## YOUR OBJECTIVE
The expected output is every entry, repeated word for word.

━━━ PROVIDED DATA ━━━

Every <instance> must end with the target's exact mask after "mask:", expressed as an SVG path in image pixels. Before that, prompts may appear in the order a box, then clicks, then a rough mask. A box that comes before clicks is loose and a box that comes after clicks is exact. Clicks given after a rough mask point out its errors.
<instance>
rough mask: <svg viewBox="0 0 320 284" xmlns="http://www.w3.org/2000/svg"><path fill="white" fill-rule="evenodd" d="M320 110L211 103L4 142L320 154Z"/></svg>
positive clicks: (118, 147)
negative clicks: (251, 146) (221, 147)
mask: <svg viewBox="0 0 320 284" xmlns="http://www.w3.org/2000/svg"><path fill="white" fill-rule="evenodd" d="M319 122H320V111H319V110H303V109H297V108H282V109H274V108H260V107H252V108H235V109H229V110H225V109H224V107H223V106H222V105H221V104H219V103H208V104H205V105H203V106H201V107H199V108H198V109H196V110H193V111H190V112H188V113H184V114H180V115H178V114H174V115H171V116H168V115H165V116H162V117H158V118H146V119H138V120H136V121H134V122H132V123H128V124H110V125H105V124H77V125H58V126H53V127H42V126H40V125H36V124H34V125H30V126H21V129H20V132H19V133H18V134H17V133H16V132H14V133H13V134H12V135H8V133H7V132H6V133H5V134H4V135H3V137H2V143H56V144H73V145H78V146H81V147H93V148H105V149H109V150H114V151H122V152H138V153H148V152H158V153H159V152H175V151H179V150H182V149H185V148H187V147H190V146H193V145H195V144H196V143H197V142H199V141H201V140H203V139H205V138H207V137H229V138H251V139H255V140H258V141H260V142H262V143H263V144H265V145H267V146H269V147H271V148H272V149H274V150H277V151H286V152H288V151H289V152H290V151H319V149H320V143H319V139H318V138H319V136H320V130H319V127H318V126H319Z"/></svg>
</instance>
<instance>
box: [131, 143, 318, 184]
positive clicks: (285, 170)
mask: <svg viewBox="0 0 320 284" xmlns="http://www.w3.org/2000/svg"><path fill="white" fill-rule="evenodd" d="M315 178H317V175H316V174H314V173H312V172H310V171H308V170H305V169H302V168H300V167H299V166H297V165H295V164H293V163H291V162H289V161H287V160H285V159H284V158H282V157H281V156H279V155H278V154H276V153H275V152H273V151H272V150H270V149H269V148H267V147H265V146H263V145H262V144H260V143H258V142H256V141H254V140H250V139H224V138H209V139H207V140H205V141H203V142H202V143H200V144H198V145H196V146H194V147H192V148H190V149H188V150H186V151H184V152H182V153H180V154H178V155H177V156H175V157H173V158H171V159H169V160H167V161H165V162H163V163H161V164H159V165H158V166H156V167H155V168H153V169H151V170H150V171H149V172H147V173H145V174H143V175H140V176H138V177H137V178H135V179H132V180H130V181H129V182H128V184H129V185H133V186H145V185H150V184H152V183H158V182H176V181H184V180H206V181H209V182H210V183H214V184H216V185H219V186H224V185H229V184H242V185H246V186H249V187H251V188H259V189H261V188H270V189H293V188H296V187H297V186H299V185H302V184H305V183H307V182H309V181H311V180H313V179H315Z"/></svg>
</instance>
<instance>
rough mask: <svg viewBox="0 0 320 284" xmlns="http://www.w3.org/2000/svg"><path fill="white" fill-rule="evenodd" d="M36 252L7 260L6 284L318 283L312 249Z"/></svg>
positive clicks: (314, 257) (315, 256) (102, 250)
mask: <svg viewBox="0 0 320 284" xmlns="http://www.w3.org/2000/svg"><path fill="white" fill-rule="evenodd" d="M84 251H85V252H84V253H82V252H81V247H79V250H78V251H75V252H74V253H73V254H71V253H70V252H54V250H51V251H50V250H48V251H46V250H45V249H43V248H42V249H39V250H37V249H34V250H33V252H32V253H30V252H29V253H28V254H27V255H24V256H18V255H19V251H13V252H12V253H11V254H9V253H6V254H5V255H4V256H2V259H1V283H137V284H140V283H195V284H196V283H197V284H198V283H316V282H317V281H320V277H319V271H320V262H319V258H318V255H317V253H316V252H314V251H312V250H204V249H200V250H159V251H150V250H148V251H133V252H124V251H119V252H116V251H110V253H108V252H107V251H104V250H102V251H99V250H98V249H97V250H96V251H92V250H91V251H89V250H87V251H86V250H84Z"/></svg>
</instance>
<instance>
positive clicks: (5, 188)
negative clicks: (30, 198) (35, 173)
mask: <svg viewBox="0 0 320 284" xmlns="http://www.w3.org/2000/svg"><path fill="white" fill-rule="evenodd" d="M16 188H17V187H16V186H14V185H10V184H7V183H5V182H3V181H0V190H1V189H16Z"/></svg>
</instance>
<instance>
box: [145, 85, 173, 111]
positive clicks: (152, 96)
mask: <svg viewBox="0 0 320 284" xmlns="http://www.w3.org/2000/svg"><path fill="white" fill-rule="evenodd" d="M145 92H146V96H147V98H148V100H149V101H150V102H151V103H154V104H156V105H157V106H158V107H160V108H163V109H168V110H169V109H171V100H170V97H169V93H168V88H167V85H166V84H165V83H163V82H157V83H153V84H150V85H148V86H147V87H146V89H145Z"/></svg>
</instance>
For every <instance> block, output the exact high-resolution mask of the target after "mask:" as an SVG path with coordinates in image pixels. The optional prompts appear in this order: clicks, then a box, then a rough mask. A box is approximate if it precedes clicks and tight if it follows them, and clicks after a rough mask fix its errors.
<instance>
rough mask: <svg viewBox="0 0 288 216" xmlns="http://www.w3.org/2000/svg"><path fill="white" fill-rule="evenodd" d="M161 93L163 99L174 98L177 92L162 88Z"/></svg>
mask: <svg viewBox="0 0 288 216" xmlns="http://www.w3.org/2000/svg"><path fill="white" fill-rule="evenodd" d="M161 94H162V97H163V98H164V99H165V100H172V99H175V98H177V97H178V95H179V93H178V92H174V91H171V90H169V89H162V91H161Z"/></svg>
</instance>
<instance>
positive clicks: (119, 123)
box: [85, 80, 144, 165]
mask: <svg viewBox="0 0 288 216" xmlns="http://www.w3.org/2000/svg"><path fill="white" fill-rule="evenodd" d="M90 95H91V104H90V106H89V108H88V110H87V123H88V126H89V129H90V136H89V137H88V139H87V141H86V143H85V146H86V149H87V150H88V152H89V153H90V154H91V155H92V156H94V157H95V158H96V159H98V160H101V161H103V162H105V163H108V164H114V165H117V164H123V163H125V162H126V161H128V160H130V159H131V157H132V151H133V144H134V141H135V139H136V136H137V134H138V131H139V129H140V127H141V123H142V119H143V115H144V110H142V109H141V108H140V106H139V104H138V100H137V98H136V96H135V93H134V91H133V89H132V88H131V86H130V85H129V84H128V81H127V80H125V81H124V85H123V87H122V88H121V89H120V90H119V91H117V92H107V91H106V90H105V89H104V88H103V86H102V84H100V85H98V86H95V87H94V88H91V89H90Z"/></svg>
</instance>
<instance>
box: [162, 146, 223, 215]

━━━

## PROBLEM SOLUTION
Every <instance> must end with the target's exact mask after "mask:", expressed as an SVG path in image pixels. Before that, prompts may appear in the order a box, then clicks, then a rough mask. A box that comes before clicks is loose and a box that comes after clicks is exact. Clicks given after a rough mask point out its errors.
<instance>
rough mask: <svg viewBox="0 0 320 284" xmlns="http://www.w3.org/2000/svg"><path fill="white" fill-rule="evenodd" d="M320 110L211 103L4 142L320 154Z"/></svg>
positive clicks: (118, 147)
negative clicks: (251, 146) (221, 147)
mask: <svg viewBox="0 0 320 284" xmlns="http://www.w3.org/2000/svg"><path fill="white" fill-rule="evenodd" d="M319 122H320V111H319V110H303V109H297V108H282V109H274V108H260V107H252V108H235V109H229V110H225V109H224V107H223V106H222V105H221V104H219V103H208V104H205V105H203V106H201V107H199V108H198V109H196V110H193V111H190V112H188V113H184V114H180V115H178V114H174V115H171V116H168V115H165V116H162V117H158V118H146V119H138V120H136V121H134V122H132V123H128V124H110V125H105V124H77V125H58V126H53V127H42V126H40V125H36V124H34V125H30V126H21V129H20V132H19V133H18V134H17V133H16V132H14V133H13V134H12V135H8V133H7V132H6V133H5V134H4V135H3V137H2V143H56V144H73V145H78V146H81V147H93V148H105V149H109V150H114V151H122V152H138V153H148V152H158V153H159V152H175V151H179V150H182V149H185V148H187V147H190V146H193V145H195V144H196V143H197V142H199V141H201V140H203V139H205V138H207V137H229V138H251V139H255V140H258V141H260V142H262V143H263V144H265V145H267V146H269V147H271V148H272V149H274V150H277V151H286V152H288V151H289V152H290V151H319V149H320V143H319V139H318V138H319V136H320V130H319V127H318V126H319Z"/></svg>
</instance>
<instance>
box: [131, 143, 318, 184]
positive clicks: (285, 170)
mask: <svg viewBox="0 0 320 284" xmlns="http://www.w3.org/2000/svg"><path fill="white" fill-rule="evenodd" d="M315 178H317V175H316V174H314V173H312V172H310V171H308V170H305V169H302V168H300V167H299V166H297V165H295V164H293V163H291V162H289V161H287V160H285V159H284V158H282V157H281V156H279V155H278V154H276V153H275V152H273V151H272V150H270V149H269V148H267V147H265V146H263V145H262V144H260V143H258V142H256V141H254V140H250V139H224V138H209V139H207V140H205V141H203V142H202V143H200V144H198V145H196V146H194V147H192V148H190V149H188V150H186V151H184V152H182V153H180V154H178V155H177V156H175V157H173V158H171V159H169V160H167V161H165V162H163V163H161V164H159V165H158V166H156V167H155V168H153V169H151V170H150V171H149V172H147V173H145V174H143V175H140V176H138V177H137V178H135V179H132V180H130V181H129V182H128V184H129V185H133V186H145V185H150V184H152V183H158V182H176V181H184V180H206V181H209V182H210V183H214V184H216V185H219V186H224V185H229V184H242V185H246V186H249V187H251V188H259V189H261V188H270V189H293V188H296V187H297V186H299V185H302V184H305V183H307V182H309V181H311V180H313V179H315Z"/></svg>
</instance>
<instance>
rough mask: <svg viewBox="0 0 320 284" xmlns="http://www.w3.org/2000/svg"><path fill="white" fill-rule="evenodd" d="M36 252L7 260L6 284L318 283L312 249Z"/></svg>
positive clicks: (314, 257) (315, 256) (102, 250)
mask: <svg viewBox="0 0 320 284" xmlns="http://www.w3.org/2000/svg"><path fill="white" fill-rule="evenodd" d="M84 251H85V252H84V253H82V252H81V247H79V250H78V251H75V252H74V253H73V254H71V253H70V252H54V250H51V251H50V250H48V251H46V250H45V249H43V248H42V249H39V250H37V249H34V250H33V252H32V253H30V252H29V253H28V254H27V255H24V256H18V255H19V251H13V252H12V253H11V254H9V253H6V254H5V255H4V256H2V259H1V283H137V284H140V283H195V284H196V283H197V284H198V283H316V282H317V281H320V277H319V271H320V262H319V258H318V255H317V253H316V252H314V251H312V250H204V249H200V250H159V251H150V250H148V251H133V252H124V251H119V252H116V251H110V253H108V252H107V251H104V250H102V251H99V250H98V249H97V250H96V251H92V250H91V251H89V250H87V251H86V250H84Z"/></svg>
</instance>
<instance>
positive clicks: (5, 188)
negative clicks: (30, 198) (35, 173)
mask: <svg viewBox="0 0 320 284" xmlns="http://www.w3.org/2000/svg"><path fill="white" fill-rule="evenodd" d="M16 188H17V187H16V186H14V185H10V184H7V183H5V182H3V181H0V190H1V189H16Z"/></svg>
</instance>
<instance>
box: [145, 85, 173, 111]
positive clicks: (152, 96)
mask: <svg viewBox="0 0 320 284" xmlns="http://www.w3.org/2000/svg"><path fill="white" fill-rule="evenodd" d="M145 92H146V96H147V98H148V100H149V101H150V102H151V103H154V104H156V105H157V106H158V107H160V108H163V109H168V110H169V109H171V100H170V97H169V93H168V88H167V85H166V84H165V83H163V82H157V83H153V84H150V85H148V86H147V87H146V89H145Z"/></svg>
</instance>
For every <instance> block, output the exact high-resolution mask of the target after "mask:" as an SVG path with coordinates in image pixels. The optional prompts appear in this order: clicks, then a box, then a rough mask. A box is approximate if it precedes clicks and tight if it follows them, and clicks after a rough mask fix its errors.
<instance>
rough mask: <svg viewBox="0 0 288 216" xmlns="http://www.w3.org/2000/svg"><path fill="white" fill-rule="evenodd" d="M161 93L163 99L174 98L177 92L162 88Z"/></svg>
mask: <svg viewBox="0 0 288 216" xmlns="http://www.w3.org/2000/svg"><path fill="white" fill-rule="evenodd" d="M161 94H162V97H163V98H164V99H165V100H172V99H175V98H177V97H178V95H179V93H178V92H174V91H171V90H169V89H162V91H161Z"/></svg>
</instance>
<instance>
positive clicks: (119, 123)
box: [85, 80, 144, 165]
mask: <svg viewBox="0 0 288 216" xmlns="http://www.w3.org/2000/svg"><path fill="white" fill-rule="evenodd" d="M90 95H91V104H90V106H89V108H88V110H87V123H88V126H89V129H90V136H89V137H88V139H87V141H86V143H85V146H86V149H87V150H88V152H89V153H90V154H91V155H92V156H94V157H95V158H96V159H98V160H101V161H103V162H105V163H108V164H114V165H117V164H123V163H125V162H126V161H128V160H130V159H131V157H132V151H133V144H134V141H135V139H136V136H137V134H138V131H139V129H140V127H141V123H142V119H143V115H144V110H142V109H141V108H140V106H139V104H138V100H137V98H136V96H135V93H134V91H133V89H132V88H131V86H130V85H129V84H128V81H127V80H125V81H124V85H123V87H122V88H121V89H120V90H119V91H117V92H107V91H106V90H105V89H104V88H103V86H102V84H100V85H98V86H95V87H94V88H91V89H90Z"/></svg>
</instance>
<instance>
box: [162, 146, 223, 215]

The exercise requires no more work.